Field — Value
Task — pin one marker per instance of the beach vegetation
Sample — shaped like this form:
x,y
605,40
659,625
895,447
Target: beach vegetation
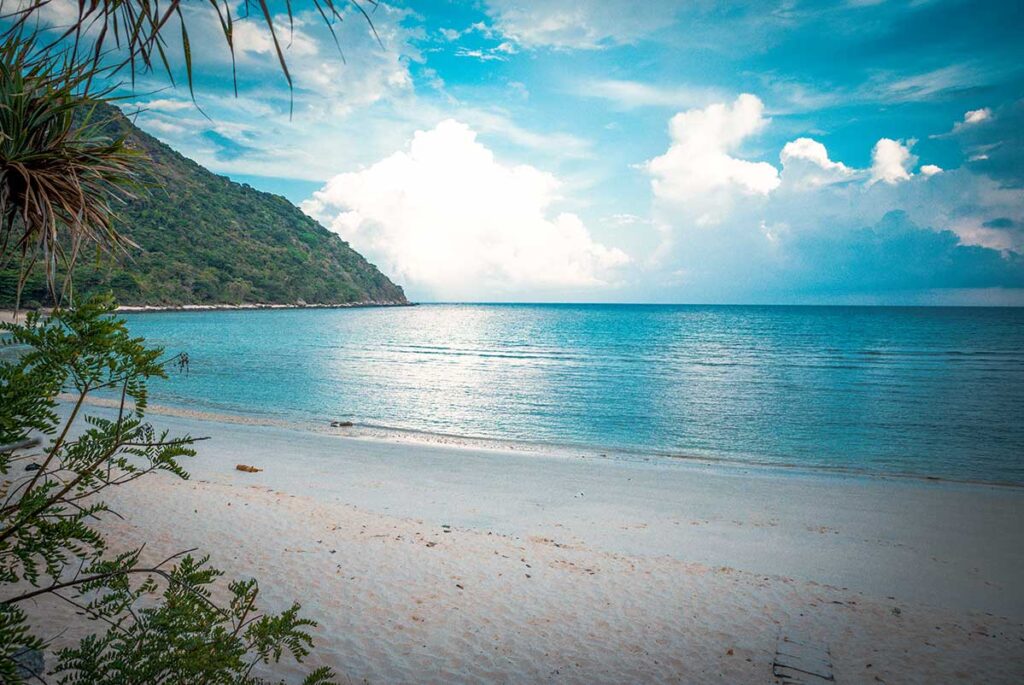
x,y
67,168
170,621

═══

▸ **YOUR INSTRUCTIONS**
None of the pictures belong in the copy; transcribe the rest of the data exactly.

▸ **WRITTEN REPLY**
Field — Value
Task — pin one marker per instance of the beach vegetation
Sample — shaped like this form:
x,y
605,40
659,625
895,447
Target: beach vegetation
x,y
67,168
170,621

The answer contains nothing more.